Print the records exactly. Miss nothing.

════

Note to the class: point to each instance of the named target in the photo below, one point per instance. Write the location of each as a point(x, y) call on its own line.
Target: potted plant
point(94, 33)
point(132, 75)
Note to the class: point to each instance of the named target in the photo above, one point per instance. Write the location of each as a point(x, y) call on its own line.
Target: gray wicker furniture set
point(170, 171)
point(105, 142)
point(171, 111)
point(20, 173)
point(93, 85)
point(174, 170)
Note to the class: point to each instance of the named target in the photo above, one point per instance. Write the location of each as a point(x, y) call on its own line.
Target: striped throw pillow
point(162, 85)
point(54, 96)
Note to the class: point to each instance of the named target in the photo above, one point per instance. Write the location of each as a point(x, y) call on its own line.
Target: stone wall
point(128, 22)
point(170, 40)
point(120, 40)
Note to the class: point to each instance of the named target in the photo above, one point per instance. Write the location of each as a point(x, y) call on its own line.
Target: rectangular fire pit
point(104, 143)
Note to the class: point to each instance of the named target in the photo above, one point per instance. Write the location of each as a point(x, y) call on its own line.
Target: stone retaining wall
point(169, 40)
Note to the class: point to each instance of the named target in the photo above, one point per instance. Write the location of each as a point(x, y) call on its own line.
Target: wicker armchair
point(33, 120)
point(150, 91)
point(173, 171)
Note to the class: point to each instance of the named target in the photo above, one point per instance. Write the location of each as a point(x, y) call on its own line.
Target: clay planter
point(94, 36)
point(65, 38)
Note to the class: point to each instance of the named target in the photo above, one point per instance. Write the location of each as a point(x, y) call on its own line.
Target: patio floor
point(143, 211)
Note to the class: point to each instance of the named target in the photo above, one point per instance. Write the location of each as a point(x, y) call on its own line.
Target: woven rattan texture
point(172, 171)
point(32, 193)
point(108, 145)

════

Solution to this problem:
Note to the class: point to each instance of the named target in the photo below, one point per instance. Write the location of each as a point(x, y) call on its own line.
Target: potted plant
point(94, 33)
point(132, 75)
Note to the class: point to each instance of the named target in the photo above, one point per instance. Write the location of each as a point(x, y) call on its own line.
Target: gray wicker furniture set
point(170, 171)
point(105, 142)
point(171, 111)
point(20, 173)
point(93, 85)
point(174, 170)
Note to the class: point to each instance of the named target in the photo above, one point per instance. Write the location of each as a point(x, y) call on its own line.
Target: striped throw pillow
point(162, 85)
point(54, 96)
Note to the class: point to each instance of the named target in the photo above, one point per instance. Write the location of each as a point(x, y) call on its own line.
Target: stone wall
point(128, 22)
point(170, 40)
point(120, 40)
Note to the class: point to each instance of the named target in the photo above, one point per instance. Write the location of each as a point(x, y) call on its own line.
Target: rectangular fire pit
point(104, 143)
Note to the class: point to each instance of the named target in the photo above, one point per instance. Write the location of each as a point(x, y) call on its own line.
Target: stone retaining wall
point(169, 40)
Note to the class: point to each instance of the named target in the photo above, one point per instance. Write the location of each as a point(x, y) call on its own line.
Target: wicker armchair
point(33, 120)
point(150, 91)
point(173, 171)
Note to the class: point to each instance of the named target in the photo above, one point per instance. Write the location of each as a point(x, y) call on its own line.
Target: clay planter
point(94, 36)
point(65, 38)
Note to the class: point to each instance of the named target in the photo above, one point per instance. Write the location of each as a point(x, y) call on its own line.
Target: patio floor
point(143, 211)
Note to the class: point to each instance of the named target in the photo above, one point per instance. Write the location of each as a point(x, y) call on its own line.
Target: woven rattan texture
point(172, 171)
point(32, 193)
point(108, 145)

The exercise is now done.